INSTRUCTIONS TO FOLLOW: Whenever a line contains the string "skirt", copy it out of the entries.

**** SOURCE DATA

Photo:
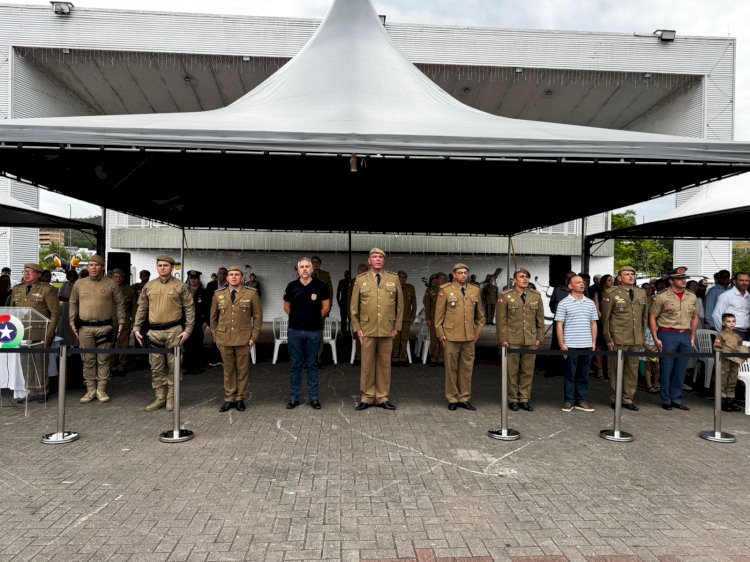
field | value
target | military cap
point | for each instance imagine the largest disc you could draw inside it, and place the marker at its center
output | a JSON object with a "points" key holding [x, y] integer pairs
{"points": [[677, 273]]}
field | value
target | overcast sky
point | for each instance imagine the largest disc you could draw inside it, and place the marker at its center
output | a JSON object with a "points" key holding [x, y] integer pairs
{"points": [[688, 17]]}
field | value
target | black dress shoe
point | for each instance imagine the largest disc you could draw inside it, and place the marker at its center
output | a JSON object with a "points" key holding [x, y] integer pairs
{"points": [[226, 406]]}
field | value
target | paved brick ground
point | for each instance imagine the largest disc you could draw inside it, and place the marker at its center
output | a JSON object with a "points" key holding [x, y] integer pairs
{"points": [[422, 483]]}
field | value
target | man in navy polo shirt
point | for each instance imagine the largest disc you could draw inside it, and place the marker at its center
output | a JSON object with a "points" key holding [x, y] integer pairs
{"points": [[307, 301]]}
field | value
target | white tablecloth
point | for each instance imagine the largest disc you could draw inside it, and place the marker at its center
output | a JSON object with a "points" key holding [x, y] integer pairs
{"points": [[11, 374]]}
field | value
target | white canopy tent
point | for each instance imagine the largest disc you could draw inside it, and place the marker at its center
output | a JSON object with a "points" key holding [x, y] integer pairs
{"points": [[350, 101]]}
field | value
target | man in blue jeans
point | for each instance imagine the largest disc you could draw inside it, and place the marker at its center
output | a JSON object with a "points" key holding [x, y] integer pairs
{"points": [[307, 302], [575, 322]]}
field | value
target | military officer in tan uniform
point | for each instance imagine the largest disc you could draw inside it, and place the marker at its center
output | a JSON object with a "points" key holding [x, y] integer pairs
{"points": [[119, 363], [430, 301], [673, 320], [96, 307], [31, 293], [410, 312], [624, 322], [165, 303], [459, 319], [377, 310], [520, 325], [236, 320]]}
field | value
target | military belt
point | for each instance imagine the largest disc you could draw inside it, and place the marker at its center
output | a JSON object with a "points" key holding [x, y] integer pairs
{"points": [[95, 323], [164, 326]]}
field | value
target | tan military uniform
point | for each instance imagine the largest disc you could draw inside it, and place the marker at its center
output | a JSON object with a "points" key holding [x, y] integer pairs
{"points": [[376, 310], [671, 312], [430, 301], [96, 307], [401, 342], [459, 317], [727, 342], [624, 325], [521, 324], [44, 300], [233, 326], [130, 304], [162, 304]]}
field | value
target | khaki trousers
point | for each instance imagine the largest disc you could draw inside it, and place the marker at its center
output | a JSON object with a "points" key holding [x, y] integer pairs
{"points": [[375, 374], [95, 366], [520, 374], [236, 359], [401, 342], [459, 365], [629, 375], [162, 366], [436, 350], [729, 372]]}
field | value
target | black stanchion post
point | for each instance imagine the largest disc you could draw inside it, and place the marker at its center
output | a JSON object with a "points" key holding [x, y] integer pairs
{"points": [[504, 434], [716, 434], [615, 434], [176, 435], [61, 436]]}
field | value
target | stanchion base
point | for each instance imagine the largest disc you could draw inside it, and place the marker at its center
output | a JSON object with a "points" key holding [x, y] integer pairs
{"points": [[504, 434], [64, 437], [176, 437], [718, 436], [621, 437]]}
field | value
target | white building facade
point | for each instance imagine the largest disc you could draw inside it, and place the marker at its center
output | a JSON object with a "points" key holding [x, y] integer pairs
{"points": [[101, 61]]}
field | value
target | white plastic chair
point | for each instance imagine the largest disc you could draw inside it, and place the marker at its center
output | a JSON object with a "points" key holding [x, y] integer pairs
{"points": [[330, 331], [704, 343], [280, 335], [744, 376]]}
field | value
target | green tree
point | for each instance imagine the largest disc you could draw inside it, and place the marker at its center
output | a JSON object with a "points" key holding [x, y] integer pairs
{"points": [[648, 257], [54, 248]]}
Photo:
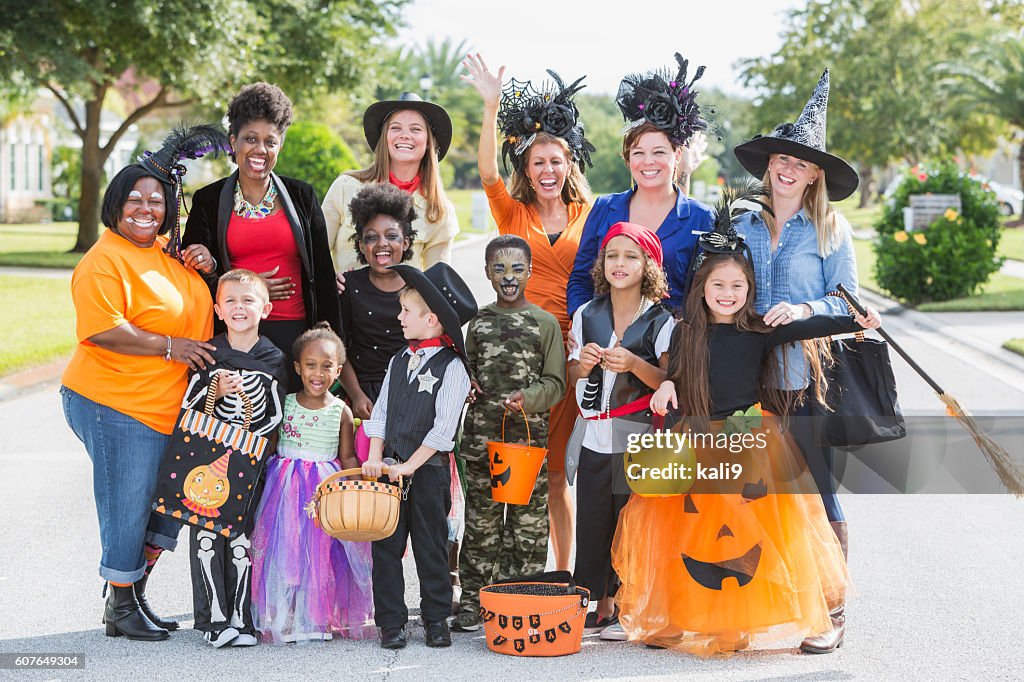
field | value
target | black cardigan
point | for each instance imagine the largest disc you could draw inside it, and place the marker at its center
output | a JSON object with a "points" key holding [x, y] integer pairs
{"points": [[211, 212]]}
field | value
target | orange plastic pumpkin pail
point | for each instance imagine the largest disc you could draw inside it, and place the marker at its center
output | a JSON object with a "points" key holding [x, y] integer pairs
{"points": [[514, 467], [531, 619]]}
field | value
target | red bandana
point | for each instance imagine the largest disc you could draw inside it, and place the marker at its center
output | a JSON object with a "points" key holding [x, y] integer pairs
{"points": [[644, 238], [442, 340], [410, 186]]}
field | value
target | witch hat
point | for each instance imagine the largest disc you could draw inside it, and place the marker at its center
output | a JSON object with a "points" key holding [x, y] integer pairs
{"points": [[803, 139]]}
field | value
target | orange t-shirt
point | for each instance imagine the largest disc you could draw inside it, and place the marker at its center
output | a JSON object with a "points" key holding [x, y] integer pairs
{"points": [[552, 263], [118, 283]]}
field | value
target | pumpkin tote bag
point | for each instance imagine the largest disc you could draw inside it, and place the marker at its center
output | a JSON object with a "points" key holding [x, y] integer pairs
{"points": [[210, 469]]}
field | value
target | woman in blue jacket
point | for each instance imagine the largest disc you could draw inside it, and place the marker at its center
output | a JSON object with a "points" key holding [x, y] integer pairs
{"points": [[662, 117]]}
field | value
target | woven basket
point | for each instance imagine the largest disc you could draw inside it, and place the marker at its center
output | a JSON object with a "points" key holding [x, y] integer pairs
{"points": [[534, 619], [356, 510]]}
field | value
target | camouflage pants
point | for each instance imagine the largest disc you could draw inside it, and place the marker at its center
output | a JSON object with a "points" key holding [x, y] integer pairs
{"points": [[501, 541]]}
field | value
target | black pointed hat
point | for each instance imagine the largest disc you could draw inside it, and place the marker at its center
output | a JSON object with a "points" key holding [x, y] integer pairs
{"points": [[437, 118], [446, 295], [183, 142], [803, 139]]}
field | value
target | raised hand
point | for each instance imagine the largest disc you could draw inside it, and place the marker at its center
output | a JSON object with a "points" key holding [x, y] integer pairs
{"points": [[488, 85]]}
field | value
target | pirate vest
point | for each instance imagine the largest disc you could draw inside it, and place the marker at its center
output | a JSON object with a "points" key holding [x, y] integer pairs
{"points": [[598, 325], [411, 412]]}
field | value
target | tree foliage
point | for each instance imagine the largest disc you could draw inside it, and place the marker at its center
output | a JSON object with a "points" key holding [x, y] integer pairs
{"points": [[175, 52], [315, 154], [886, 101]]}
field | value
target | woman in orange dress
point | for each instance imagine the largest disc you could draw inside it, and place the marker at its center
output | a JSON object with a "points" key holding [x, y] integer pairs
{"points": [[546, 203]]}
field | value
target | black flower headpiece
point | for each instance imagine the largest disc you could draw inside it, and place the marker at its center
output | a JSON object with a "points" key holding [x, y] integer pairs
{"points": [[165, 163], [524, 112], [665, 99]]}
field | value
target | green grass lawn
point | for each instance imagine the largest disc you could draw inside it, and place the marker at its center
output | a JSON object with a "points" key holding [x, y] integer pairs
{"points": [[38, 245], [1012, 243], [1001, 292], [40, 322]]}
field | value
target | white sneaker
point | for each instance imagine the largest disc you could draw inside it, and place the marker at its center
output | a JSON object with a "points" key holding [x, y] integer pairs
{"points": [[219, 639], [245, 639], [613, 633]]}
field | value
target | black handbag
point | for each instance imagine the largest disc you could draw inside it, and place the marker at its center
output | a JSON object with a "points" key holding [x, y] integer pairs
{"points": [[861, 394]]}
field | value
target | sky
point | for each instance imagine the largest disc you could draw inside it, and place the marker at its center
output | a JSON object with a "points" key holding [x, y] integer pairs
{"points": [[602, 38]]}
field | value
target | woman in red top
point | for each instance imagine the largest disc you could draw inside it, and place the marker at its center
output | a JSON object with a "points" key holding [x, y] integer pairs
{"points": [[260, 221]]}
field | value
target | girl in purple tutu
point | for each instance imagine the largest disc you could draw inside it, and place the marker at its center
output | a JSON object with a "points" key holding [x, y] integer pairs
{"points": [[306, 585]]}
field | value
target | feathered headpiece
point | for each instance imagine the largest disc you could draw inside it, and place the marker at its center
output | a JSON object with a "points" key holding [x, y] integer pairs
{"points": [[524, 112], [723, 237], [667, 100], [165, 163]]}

********
**** SOURCE DATA

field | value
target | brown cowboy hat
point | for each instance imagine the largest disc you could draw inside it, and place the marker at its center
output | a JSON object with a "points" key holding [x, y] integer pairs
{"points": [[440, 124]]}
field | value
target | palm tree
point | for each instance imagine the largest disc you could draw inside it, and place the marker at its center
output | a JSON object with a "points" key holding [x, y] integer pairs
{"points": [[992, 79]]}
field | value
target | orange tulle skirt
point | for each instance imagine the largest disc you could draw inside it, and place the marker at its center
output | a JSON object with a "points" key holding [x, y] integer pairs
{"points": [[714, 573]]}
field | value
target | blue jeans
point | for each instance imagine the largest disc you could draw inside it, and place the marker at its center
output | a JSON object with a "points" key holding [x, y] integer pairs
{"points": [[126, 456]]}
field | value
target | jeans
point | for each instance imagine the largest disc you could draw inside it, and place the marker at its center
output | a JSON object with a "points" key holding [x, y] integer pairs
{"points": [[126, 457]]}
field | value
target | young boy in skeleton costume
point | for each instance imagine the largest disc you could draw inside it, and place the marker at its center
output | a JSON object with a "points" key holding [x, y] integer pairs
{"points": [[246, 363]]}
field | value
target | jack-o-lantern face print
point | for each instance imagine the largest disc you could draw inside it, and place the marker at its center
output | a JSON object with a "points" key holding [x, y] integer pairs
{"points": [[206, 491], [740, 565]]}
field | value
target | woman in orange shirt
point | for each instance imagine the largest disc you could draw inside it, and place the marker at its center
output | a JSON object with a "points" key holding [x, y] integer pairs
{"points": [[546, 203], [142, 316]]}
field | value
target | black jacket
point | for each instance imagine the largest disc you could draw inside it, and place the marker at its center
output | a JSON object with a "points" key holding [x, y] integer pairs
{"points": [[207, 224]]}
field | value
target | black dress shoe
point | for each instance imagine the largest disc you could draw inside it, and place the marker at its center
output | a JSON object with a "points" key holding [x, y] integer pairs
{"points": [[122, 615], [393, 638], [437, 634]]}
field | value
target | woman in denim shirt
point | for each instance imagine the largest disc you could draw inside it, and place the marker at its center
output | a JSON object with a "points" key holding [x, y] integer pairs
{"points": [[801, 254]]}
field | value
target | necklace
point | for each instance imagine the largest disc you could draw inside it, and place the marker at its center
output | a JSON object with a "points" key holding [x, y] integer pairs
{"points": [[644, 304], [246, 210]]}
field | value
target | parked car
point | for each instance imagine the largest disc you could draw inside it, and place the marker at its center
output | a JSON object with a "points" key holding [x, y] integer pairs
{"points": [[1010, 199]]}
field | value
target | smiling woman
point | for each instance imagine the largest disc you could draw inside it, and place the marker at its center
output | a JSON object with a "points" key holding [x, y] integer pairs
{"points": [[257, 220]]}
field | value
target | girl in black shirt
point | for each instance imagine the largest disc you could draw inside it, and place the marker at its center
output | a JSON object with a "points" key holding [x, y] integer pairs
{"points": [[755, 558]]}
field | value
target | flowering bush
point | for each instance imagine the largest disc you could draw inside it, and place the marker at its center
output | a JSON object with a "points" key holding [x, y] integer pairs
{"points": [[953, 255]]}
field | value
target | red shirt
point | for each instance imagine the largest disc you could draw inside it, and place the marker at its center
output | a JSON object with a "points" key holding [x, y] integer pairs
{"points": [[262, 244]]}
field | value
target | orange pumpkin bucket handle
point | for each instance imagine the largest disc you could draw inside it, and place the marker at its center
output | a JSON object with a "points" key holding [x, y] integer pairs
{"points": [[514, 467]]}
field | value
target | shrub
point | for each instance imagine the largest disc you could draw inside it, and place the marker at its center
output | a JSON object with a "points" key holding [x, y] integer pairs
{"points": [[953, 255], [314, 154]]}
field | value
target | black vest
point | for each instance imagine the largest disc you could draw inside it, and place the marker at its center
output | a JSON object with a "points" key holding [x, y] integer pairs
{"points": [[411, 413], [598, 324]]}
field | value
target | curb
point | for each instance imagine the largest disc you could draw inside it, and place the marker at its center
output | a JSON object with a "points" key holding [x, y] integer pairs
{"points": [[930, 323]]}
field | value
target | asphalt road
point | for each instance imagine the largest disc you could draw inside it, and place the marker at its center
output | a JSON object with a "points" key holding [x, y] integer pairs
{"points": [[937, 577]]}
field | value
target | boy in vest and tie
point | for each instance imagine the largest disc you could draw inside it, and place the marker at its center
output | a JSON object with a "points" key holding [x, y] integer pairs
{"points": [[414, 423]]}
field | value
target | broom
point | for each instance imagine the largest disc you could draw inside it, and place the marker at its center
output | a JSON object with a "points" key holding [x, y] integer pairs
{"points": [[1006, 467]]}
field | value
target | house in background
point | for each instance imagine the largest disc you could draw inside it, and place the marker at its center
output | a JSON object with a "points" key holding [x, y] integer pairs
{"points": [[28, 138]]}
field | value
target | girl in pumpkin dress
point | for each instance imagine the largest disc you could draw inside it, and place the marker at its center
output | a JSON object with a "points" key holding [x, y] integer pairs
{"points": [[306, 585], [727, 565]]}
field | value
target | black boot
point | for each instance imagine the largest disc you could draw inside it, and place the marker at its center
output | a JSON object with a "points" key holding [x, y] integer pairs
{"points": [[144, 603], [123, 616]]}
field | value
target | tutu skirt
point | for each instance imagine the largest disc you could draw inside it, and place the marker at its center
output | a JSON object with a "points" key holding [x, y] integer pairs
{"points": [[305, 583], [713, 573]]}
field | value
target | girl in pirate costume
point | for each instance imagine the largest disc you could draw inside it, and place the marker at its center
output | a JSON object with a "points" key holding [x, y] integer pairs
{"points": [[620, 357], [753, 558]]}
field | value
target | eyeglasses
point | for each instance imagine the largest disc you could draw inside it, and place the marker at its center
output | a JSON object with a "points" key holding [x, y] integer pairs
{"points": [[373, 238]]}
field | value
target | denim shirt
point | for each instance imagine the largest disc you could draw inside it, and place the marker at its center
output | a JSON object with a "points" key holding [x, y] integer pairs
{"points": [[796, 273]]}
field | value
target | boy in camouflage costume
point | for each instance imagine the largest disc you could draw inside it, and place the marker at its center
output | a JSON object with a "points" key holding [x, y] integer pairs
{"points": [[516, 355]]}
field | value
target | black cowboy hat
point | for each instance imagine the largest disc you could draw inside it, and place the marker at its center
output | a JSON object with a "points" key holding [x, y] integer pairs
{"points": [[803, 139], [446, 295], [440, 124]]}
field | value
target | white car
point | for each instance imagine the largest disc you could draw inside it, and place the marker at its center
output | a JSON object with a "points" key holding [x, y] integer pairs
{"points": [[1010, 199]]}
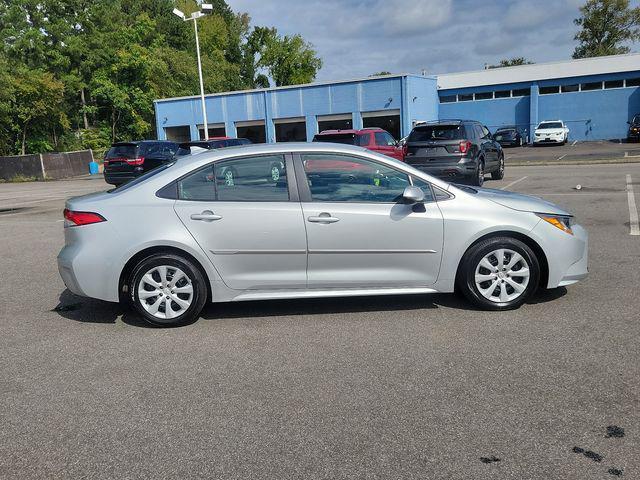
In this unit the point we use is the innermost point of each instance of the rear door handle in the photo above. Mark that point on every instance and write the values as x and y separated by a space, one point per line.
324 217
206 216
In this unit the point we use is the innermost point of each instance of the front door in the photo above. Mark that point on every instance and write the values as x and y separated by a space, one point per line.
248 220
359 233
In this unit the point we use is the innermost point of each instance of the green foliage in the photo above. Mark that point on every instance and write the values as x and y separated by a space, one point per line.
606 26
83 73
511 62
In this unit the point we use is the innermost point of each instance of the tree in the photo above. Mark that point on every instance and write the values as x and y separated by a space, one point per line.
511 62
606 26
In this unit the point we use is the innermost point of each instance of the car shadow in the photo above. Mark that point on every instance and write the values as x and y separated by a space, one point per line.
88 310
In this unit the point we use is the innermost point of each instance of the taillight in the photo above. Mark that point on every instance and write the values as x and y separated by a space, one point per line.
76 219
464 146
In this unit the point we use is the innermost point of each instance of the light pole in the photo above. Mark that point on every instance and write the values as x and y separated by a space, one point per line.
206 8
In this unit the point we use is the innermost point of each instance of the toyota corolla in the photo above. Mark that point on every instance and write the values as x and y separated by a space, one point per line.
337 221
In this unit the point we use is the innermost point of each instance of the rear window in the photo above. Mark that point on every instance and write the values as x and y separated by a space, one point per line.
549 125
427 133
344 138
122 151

********
**** SOURCE DATA

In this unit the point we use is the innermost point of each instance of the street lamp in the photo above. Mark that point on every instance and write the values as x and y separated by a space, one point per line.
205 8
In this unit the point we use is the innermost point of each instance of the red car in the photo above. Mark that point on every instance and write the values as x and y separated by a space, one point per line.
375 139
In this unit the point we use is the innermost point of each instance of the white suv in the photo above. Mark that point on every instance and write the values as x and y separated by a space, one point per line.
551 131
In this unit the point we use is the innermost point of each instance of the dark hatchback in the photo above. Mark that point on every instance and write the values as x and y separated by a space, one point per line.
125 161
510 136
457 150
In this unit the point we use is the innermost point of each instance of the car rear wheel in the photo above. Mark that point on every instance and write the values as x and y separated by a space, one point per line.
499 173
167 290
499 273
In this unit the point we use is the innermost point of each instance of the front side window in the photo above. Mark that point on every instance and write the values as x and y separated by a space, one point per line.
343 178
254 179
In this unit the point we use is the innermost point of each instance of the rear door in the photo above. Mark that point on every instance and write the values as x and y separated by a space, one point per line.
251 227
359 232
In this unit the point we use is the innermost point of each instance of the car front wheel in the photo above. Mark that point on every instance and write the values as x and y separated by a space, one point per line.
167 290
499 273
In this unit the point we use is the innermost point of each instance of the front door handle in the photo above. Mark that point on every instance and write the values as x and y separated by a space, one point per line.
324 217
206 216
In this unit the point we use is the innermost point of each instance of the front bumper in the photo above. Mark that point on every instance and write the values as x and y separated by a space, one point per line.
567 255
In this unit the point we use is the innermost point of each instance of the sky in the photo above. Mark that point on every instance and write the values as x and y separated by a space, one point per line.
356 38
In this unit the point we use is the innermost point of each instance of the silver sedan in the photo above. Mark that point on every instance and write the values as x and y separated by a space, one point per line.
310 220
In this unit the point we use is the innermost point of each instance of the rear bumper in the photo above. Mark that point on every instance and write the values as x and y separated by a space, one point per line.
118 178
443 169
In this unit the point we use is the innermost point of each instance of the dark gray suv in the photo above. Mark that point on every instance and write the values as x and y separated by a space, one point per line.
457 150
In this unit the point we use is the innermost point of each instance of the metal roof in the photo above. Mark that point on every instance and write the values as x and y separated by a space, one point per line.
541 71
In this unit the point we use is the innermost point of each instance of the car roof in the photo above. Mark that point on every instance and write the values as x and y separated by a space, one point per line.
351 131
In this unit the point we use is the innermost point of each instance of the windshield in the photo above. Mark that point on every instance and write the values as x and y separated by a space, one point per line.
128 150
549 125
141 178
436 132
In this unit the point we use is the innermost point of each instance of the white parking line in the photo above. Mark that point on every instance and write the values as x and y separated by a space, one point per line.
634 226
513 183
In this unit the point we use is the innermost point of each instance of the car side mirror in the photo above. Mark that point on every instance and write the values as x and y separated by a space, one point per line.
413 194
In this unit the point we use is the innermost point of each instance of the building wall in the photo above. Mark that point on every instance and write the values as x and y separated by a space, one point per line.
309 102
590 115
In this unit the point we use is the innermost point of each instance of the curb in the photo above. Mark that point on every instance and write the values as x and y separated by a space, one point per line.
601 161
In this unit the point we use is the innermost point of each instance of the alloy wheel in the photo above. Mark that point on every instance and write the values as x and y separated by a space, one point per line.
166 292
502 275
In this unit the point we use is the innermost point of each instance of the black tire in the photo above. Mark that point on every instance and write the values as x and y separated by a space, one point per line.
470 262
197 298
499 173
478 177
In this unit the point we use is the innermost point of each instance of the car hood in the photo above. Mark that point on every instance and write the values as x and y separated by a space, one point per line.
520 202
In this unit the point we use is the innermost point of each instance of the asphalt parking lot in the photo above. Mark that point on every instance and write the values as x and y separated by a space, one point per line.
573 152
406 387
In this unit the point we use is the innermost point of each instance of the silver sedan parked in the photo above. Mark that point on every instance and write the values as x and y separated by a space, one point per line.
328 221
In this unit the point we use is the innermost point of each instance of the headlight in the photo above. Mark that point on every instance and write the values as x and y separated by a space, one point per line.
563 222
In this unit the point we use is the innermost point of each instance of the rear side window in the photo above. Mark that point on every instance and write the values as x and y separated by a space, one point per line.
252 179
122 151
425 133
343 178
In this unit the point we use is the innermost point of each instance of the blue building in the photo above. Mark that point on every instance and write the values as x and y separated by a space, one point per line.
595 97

********

SOLUTION TO THE PROBLEM:
target | orange tulle skirt
target | tutu skirt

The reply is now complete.